▶ **RECORDS SHOWN**

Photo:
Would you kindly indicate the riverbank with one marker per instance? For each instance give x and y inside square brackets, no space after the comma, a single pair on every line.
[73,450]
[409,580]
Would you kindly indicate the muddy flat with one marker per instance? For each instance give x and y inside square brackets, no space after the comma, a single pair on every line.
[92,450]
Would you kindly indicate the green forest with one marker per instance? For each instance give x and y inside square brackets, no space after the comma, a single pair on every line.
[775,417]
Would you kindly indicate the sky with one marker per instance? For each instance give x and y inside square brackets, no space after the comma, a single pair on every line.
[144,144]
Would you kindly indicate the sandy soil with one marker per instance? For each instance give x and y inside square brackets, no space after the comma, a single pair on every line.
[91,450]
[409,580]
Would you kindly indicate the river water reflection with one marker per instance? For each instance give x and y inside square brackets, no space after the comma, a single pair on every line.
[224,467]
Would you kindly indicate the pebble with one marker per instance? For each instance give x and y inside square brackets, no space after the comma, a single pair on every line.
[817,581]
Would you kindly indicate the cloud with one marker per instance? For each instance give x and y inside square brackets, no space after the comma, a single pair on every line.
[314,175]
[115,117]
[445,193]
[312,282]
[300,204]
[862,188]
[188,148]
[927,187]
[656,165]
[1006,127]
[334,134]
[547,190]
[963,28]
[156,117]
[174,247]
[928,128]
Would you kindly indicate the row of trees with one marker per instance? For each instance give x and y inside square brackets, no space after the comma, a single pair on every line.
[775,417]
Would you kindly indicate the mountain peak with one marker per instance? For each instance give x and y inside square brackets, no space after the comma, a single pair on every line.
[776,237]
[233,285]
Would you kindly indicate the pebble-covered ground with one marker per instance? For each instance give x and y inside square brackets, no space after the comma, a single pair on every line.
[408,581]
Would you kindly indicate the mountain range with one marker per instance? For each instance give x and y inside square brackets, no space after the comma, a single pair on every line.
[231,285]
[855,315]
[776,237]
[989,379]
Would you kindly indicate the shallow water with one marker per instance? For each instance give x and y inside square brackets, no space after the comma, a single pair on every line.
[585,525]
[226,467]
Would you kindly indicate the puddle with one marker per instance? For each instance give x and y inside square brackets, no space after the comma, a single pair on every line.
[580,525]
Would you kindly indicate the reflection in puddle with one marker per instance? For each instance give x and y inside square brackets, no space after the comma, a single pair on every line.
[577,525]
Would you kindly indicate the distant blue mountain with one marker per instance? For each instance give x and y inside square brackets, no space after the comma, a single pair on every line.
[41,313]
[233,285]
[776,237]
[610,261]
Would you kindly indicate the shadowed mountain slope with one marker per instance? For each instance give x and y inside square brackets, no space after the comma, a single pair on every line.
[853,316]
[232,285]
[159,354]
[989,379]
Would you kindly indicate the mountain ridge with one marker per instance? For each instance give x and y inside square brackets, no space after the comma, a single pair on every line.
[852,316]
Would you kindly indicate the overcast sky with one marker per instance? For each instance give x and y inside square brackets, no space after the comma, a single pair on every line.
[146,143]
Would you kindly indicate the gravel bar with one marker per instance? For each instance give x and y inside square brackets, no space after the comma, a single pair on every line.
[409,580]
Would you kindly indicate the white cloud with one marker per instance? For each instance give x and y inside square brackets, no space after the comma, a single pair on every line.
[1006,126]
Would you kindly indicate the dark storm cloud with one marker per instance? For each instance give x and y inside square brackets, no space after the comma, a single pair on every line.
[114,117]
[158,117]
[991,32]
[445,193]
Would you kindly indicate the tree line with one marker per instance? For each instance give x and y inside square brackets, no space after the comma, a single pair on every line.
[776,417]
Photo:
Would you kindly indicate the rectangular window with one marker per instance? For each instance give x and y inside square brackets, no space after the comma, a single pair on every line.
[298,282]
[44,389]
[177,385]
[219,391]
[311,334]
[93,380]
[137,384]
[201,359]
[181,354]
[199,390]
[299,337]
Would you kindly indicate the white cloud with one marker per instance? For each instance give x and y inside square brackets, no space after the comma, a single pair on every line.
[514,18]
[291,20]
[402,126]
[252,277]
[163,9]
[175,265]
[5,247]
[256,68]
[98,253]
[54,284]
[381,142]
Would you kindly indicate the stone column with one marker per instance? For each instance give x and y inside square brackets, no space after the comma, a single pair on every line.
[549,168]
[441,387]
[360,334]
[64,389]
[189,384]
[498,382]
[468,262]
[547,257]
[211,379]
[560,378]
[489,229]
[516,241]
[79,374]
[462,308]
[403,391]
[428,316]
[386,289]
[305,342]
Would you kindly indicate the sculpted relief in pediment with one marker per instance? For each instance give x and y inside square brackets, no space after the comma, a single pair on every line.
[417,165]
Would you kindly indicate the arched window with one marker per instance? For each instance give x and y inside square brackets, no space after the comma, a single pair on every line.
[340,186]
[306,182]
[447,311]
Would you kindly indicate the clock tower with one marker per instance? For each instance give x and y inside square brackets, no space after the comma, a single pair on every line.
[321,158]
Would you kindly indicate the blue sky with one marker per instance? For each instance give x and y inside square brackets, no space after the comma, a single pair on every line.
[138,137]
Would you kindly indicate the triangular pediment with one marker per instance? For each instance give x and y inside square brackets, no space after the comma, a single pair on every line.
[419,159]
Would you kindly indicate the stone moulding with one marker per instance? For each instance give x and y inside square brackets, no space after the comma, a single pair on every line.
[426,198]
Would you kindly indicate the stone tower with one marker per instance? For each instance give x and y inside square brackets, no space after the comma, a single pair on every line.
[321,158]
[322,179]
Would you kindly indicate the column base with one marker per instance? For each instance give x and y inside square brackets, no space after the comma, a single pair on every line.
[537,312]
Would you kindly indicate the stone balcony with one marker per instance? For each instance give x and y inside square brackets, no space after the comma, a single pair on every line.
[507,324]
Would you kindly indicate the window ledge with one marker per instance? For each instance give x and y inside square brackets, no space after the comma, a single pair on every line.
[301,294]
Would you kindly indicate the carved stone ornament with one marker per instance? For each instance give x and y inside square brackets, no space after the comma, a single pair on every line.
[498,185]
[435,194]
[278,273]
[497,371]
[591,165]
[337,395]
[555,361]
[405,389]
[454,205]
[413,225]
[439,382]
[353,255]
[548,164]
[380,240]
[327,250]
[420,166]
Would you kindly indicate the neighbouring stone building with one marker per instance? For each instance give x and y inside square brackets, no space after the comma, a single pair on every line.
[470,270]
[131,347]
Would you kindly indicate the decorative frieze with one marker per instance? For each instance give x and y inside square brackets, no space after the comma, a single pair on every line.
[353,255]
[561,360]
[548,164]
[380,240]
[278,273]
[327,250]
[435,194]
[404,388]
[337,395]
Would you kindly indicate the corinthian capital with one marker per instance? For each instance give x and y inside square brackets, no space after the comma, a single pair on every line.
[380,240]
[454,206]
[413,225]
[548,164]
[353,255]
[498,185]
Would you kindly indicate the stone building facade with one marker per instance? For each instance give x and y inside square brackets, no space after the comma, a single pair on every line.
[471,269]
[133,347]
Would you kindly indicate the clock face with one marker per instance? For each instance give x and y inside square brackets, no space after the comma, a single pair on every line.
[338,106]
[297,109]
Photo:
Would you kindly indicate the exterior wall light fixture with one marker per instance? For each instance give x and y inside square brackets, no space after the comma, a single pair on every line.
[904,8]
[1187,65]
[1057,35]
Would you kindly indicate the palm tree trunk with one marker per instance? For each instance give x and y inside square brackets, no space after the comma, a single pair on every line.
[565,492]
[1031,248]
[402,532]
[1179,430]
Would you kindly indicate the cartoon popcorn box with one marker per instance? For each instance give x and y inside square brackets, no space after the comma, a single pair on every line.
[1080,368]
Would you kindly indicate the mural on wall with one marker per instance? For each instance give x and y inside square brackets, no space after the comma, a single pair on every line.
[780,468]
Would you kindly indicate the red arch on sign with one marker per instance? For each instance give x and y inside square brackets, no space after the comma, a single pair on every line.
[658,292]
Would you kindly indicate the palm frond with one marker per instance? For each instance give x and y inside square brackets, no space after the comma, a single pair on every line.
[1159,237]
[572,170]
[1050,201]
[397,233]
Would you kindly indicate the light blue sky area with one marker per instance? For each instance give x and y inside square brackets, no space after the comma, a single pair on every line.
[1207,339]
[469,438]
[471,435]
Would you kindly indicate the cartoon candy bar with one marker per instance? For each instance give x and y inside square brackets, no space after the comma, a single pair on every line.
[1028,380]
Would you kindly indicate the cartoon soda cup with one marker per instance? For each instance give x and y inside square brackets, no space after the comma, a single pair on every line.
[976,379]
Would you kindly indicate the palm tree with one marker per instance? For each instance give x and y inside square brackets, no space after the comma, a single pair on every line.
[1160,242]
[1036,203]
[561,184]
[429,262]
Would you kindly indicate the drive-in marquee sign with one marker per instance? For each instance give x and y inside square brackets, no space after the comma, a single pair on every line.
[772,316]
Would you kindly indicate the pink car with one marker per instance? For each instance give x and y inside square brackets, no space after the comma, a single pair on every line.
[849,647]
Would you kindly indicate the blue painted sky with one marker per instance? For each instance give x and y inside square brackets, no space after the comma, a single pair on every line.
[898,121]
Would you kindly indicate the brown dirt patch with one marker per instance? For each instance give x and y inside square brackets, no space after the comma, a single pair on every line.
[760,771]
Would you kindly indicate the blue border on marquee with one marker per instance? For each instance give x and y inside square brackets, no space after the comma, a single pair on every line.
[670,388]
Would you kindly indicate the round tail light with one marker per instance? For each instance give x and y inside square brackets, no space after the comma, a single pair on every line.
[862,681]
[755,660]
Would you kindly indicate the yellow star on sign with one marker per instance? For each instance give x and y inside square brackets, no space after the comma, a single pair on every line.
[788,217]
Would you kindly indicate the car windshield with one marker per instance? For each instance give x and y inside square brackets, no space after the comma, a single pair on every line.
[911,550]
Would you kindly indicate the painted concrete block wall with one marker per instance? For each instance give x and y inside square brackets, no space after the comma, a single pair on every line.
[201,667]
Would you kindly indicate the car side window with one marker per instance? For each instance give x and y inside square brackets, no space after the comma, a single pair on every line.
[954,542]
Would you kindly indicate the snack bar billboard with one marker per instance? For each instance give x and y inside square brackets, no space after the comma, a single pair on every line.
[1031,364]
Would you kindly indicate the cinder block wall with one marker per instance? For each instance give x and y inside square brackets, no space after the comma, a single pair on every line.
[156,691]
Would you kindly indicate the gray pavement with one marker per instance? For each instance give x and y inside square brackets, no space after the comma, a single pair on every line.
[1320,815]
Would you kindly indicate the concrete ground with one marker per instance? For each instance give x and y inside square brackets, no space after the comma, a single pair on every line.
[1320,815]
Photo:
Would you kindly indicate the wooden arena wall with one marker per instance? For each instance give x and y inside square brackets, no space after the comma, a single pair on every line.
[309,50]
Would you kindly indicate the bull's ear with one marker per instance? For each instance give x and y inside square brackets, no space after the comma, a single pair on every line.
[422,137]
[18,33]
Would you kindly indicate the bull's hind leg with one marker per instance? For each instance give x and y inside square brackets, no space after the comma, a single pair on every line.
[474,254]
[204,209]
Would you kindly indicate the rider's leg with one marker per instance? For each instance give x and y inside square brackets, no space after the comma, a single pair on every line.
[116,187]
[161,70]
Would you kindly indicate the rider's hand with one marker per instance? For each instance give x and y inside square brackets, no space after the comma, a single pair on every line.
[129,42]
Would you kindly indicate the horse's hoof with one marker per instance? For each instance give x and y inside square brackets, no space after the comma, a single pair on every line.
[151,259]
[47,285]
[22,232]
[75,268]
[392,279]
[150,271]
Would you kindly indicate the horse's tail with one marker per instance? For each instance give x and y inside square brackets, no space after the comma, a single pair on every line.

▶ **WHAT THE TASK ASKS**
Every line from the one containing "Would you kindly indicate the cinder" through the last line of the entries must be written out verbatim, and no other line.

▶ **TASK RESULT**
Would you kindly indicate the cinder block wall with one marker per instance? For each instance give x and y inside square brackets, no space after the comma, a single pair on every line.
[156,691]
Would you kindly indicate the gray pavement with one marker per instance? For each instance give x and y inside square brackets, no space after the comma, a single pair on every line.
[1320,815]
Would you kindly indicate the concrete ground with one marker per instance? For each instance give x and y inside square brackets, no space after the comma, a single pair on every line.
[1320,815]
Photo:
Would you kindly indicate the wooden arena wall with one marker per instance? For each instance give x and y inside square brackets, no space after the comma, a single pair on every line.
[309,50]
Would you kindly indicate the bull's ear with one marker per instance? For each instance give x and y inside square brackets, no space after the comma, a single pair on every line.
[422,137]
[18,33]
Would you kindly indicate the bull's hind leg with one marker per instance? For each instance give x and y inside square brackets, no space after the comma, a single pair on every line.
[474,254]
[204,209]
Would you kindly indicate the rider's leg with one marker per instance? For each instance give x and y inside square brackets, no space after the comma, a single pair on every line.
[116,187]
[161,70]
Would you kindly indicate the rider's hand with one marker per instance? For each instance give x and y inside square brackets, no space after the comma, a single pair on every line.
[129,42]
Would you kindly indicate the horse's hoof with one marker per instance? For each instance give x and y inside square brackets, no space after the comma, a single pair on every line.
[151,259]
[47,285]
[22,232]
[75,268]
[392,279]
[150,271]
Would you kindly indicate the horse's tail with one marker per instance? For each instance give x and y inside square brackets, no space after the comma, a single pair on every line.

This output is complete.